§ PASSAGE SHOWN
Strategic opportunities for post-acute care innovation

Reinventing care beyond the hospital is one of the timeliest challenges to solve with technology, process and structure.
By W. Roy Smythe, MD
10:25 AM

Editor’s note: This is the fourth installment in Dr. Smythe’s four-part series on fostering healthcare innovation to face some of the biggest challenges fronting healthcare today. This post focuses on Post-Acute Care, while the previous posts discussed Treating Patients as Consumers, Operations 2.0 and Chronic and Behavioral Care.

Every science consists in the coordination of facts; if the different observations were entirely isolated, there would be no science.

August Comte

For many, an introduction to Post-Acute Care comes when a family member is being discharged after an inpatient stay and not quite prepared to be fully independent. What type of facility should be chosen? How do you discern differences in quality or cost? In other cases, a cascade of events leading to this same scenario can be initiated by a readmission to the hospital due to a post-operative complication, or an inappropriate discharge to the home setting when more (or different) support would have been ideal.

Choosing the right care placement post-discharge can often lead to confusion and uncertainty, but can often have more impact on patient disease and social outcomes than the preceding provision of acute care.

On the other side of the equation, providers have always known that when the patient leaves the four walls of hospital it can significantly impact cost and quality. This  includes things such as hospital readmissions, but also DRG overruns and untoward morbidity and mortality when patients are readmitted, at times repeatedly, in extremis.  In addition, providers face an increasing depth and breadth of new post-acute care administrative management challenges, including financial reimbursement in ACO and bundled pay arrangements, patient safety and satisfaction measurement and policy mandates. These considerations add considerably to the complicated and constantly evolving healthcare environment.

§ DIRECTIONS
1. According to the post-acute care article, which installment of Dr. Smythe's series is this post?
2. Reproduce the post-acute care article's text starting at "Choosing the right" and ending at "of acute care.".
These rows come from a source separate from the post-acute care article.

(Data records)

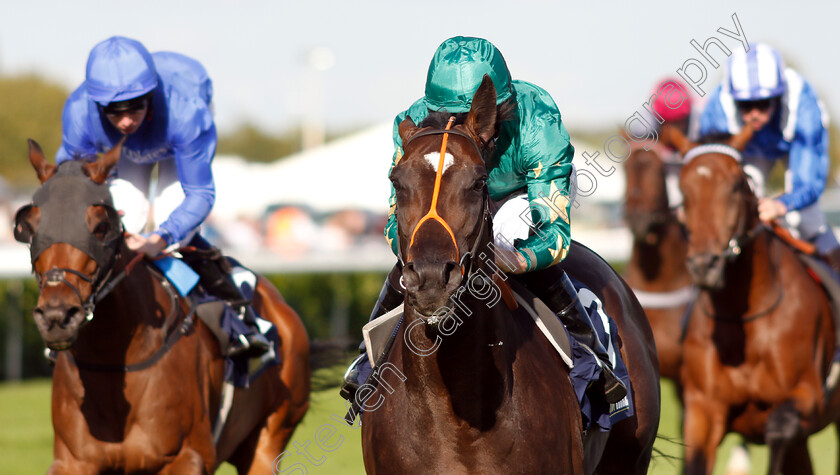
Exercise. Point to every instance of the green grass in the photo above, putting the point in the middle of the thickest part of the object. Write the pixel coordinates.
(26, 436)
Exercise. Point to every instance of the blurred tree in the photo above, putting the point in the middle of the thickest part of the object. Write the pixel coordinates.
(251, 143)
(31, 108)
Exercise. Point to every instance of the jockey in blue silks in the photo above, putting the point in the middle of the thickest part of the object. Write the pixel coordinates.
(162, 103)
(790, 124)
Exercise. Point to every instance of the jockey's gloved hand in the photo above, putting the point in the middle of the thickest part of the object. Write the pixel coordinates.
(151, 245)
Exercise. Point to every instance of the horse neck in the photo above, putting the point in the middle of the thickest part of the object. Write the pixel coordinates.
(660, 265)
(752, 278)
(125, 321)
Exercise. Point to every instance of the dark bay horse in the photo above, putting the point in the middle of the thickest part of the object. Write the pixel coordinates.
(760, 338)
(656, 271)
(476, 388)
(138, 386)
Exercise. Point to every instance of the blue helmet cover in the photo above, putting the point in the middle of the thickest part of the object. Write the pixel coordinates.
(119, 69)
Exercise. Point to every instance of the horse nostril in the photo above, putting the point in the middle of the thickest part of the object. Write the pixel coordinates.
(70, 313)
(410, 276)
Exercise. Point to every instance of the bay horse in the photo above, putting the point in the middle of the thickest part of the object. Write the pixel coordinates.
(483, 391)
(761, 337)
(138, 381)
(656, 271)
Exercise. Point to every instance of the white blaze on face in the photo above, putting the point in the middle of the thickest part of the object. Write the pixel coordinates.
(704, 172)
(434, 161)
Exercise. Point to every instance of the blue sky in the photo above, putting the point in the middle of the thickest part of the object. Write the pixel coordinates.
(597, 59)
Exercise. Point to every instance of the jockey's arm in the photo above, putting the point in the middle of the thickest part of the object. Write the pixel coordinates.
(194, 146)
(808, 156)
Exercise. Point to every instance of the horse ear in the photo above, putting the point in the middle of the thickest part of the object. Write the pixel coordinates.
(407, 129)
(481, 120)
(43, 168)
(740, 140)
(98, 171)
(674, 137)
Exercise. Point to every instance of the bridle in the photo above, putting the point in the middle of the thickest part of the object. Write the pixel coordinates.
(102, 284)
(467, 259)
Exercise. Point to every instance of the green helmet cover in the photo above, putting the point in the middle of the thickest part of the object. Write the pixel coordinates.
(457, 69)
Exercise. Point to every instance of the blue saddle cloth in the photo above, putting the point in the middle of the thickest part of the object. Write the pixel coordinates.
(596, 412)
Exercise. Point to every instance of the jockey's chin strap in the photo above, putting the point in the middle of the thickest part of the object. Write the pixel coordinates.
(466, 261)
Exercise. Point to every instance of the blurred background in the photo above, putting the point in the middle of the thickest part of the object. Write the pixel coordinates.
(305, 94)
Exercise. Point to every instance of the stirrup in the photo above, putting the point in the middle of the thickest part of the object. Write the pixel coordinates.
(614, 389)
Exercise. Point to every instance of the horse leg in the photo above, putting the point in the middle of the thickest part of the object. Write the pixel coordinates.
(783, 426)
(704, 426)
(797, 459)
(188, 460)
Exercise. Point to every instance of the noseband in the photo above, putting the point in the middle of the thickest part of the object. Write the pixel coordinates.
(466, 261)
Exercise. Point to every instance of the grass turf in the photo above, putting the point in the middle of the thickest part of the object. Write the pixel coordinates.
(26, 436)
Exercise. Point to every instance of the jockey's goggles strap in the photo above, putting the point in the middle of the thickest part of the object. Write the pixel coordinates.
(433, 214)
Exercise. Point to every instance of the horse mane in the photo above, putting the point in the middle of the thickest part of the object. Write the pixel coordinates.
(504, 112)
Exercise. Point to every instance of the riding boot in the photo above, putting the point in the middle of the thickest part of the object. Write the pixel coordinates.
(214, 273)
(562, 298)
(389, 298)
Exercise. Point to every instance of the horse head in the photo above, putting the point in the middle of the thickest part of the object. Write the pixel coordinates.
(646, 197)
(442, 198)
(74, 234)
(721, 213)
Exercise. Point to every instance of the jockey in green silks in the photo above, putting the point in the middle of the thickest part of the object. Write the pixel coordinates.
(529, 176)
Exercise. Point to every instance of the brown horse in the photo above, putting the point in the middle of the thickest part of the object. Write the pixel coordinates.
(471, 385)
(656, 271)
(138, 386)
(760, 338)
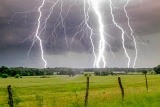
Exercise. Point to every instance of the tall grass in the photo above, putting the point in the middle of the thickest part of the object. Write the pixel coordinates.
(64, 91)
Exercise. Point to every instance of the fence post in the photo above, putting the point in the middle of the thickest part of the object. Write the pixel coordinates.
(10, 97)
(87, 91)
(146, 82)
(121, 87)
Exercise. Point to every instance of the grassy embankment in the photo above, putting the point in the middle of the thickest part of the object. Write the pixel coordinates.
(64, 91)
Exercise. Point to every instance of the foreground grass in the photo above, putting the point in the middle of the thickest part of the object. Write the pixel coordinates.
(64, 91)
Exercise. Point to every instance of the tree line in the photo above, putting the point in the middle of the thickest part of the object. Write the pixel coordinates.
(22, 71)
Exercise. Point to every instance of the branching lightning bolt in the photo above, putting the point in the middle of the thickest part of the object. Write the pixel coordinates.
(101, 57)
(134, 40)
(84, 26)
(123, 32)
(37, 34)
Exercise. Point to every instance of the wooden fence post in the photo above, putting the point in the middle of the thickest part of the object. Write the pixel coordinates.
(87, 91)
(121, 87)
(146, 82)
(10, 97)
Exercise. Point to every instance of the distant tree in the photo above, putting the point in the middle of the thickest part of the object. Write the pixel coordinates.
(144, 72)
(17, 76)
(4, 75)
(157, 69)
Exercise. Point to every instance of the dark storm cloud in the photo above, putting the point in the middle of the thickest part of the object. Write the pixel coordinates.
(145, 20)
...
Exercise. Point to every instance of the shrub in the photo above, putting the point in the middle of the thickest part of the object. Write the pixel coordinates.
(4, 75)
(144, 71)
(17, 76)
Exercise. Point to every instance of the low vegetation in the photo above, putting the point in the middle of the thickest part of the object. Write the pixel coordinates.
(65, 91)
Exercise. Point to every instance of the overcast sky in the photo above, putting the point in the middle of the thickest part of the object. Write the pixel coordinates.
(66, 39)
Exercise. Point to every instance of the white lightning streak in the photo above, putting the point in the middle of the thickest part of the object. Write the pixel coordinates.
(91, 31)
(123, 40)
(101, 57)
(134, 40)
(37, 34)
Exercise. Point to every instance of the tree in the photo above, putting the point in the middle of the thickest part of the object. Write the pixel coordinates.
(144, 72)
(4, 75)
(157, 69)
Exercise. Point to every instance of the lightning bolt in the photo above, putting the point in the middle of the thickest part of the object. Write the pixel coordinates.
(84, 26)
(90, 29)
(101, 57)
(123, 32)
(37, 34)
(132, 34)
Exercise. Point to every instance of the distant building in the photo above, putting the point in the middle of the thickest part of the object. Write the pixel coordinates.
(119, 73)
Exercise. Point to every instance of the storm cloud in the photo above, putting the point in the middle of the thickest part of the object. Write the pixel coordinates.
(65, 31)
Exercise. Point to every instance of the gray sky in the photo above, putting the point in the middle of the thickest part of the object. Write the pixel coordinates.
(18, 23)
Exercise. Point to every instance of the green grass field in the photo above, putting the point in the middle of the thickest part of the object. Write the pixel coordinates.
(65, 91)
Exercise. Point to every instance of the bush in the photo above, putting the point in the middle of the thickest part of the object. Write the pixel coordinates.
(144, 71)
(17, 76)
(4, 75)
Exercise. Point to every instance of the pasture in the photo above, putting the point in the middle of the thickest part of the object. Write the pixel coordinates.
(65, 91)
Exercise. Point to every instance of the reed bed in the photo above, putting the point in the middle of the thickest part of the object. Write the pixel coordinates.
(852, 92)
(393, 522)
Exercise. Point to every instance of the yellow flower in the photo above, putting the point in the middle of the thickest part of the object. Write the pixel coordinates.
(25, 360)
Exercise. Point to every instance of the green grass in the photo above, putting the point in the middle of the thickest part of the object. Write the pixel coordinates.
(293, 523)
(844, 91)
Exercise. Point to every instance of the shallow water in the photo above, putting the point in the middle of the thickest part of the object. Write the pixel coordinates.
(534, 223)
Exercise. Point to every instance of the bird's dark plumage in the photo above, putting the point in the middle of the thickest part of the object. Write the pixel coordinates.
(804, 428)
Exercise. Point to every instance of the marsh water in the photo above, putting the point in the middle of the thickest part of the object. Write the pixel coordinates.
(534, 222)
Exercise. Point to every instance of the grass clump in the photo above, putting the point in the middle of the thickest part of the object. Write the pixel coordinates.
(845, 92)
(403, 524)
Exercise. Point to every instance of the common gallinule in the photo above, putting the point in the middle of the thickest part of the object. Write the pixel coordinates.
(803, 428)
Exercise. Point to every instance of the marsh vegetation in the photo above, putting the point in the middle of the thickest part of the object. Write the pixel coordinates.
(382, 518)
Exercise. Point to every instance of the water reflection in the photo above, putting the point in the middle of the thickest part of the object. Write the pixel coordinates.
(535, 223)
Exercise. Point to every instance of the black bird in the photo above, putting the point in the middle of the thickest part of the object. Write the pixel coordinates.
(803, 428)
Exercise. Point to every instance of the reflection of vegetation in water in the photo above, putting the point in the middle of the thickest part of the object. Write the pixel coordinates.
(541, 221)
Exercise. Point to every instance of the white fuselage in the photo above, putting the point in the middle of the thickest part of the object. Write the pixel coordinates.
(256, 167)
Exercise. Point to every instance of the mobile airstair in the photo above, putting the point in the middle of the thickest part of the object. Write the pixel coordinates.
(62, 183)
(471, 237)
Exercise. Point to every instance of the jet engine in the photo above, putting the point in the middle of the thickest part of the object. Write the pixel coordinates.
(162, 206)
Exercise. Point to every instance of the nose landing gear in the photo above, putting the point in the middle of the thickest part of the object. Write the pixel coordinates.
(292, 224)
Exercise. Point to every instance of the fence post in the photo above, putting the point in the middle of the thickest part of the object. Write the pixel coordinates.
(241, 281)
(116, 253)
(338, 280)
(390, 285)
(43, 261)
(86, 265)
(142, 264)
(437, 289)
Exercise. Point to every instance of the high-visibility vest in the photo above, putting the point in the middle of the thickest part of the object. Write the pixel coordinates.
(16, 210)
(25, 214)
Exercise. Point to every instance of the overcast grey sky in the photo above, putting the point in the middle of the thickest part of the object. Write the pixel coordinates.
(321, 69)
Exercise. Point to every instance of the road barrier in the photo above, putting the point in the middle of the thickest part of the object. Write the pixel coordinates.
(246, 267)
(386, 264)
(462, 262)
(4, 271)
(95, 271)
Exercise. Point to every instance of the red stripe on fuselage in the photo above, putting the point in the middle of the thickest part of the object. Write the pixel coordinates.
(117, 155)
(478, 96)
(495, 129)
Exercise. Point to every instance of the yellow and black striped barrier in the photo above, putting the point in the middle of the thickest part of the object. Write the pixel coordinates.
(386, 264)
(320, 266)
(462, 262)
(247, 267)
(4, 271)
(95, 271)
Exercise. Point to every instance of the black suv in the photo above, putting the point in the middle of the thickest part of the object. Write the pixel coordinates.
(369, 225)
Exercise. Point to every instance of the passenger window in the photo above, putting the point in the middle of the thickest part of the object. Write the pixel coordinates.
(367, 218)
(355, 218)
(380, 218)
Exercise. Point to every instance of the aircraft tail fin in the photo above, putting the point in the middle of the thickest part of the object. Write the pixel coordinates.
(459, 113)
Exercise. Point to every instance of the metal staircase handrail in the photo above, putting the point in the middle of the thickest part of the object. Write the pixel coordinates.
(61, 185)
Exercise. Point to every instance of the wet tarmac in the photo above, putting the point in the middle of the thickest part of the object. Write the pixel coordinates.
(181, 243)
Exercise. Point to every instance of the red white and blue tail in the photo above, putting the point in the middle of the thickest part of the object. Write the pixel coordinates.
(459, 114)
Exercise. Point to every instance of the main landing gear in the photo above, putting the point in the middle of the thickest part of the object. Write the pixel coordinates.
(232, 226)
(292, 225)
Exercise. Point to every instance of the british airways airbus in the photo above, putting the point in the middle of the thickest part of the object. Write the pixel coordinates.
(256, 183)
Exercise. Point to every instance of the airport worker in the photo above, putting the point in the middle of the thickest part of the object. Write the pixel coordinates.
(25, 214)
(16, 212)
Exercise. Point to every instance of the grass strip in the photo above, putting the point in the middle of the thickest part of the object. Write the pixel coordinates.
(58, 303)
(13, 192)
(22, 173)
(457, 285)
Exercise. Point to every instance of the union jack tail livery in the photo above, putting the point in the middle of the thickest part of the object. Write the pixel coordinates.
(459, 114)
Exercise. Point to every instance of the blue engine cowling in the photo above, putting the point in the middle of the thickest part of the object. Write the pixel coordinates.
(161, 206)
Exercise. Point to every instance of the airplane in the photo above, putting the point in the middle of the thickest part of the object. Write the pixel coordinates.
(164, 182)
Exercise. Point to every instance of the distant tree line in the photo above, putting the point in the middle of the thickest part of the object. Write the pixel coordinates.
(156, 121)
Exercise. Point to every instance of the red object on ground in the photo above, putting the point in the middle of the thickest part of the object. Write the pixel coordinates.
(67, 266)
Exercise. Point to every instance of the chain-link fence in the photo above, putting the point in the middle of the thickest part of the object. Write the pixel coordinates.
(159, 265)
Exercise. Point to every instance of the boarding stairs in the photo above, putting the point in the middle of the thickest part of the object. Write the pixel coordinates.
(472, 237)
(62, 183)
==
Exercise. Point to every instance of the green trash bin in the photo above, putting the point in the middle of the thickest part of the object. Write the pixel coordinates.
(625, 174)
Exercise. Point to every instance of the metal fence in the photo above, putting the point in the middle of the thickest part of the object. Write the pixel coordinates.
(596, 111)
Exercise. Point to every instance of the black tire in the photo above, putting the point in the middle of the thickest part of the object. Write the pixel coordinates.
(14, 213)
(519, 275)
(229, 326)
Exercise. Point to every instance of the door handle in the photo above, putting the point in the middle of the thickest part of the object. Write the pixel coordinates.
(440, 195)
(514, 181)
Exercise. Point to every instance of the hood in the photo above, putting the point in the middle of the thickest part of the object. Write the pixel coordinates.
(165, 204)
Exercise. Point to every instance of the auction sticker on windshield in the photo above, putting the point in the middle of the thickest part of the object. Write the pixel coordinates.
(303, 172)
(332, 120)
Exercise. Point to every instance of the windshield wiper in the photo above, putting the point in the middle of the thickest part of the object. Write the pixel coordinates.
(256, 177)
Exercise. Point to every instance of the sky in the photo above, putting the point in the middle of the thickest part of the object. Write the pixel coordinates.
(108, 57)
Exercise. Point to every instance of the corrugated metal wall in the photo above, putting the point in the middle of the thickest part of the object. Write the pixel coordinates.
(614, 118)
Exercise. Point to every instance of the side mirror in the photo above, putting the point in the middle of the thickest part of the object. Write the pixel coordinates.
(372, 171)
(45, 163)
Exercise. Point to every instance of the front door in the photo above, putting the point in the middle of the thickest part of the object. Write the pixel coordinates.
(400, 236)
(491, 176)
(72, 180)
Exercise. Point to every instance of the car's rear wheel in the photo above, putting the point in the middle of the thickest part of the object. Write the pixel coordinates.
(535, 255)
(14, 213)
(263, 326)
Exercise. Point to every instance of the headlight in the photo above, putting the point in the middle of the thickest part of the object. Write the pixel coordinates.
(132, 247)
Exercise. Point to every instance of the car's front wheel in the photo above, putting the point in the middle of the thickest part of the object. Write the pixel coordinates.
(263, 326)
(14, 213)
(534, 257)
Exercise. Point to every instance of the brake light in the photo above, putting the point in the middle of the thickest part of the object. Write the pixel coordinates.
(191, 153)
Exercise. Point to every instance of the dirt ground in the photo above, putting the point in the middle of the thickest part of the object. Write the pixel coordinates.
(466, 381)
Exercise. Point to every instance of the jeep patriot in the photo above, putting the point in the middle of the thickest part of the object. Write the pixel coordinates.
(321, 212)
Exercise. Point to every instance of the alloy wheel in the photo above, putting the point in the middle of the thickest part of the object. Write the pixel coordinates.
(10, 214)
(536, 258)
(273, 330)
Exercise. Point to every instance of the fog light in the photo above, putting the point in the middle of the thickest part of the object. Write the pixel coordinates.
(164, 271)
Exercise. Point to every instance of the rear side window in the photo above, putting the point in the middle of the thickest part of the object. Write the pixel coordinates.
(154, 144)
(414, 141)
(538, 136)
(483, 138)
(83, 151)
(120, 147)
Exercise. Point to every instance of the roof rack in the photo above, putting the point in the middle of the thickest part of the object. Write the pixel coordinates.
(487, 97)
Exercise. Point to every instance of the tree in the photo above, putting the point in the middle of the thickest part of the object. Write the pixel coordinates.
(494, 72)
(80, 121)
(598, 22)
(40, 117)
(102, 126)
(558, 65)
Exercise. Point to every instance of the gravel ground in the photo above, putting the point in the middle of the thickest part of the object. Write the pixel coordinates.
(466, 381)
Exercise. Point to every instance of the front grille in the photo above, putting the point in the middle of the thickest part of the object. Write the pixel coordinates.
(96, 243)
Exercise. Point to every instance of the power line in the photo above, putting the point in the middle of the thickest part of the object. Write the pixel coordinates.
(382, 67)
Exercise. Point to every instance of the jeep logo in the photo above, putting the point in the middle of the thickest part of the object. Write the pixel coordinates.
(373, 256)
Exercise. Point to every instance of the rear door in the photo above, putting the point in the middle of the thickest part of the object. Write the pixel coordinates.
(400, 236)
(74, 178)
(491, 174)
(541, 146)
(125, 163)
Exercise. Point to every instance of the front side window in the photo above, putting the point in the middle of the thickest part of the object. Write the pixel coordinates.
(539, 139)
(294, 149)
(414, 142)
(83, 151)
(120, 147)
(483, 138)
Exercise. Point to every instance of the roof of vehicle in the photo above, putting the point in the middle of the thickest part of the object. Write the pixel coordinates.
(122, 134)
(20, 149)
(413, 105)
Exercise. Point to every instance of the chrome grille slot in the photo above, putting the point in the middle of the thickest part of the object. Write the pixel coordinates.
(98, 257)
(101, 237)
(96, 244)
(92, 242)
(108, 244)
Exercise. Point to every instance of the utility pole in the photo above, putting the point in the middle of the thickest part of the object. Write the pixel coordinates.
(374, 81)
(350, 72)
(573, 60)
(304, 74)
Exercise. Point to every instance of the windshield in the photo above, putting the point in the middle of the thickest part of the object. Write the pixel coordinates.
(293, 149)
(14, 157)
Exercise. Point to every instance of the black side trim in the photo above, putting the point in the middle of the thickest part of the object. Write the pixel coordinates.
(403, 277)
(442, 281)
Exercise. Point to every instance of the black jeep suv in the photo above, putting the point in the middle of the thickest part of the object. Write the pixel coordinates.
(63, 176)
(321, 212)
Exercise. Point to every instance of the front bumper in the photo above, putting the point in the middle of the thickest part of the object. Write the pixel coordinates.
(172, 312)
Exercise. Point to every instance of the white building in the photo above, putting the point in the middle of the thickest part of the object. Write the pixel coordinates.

§ PROBLEM SOLUTIONS
1. It is the fourth installment of a four-part series.

2.
Choosing the right care placement post-discharge can often lead to confusion and uncertainty, but can often have more impact on patient disease and social outcomes than the preceding provision of acute care.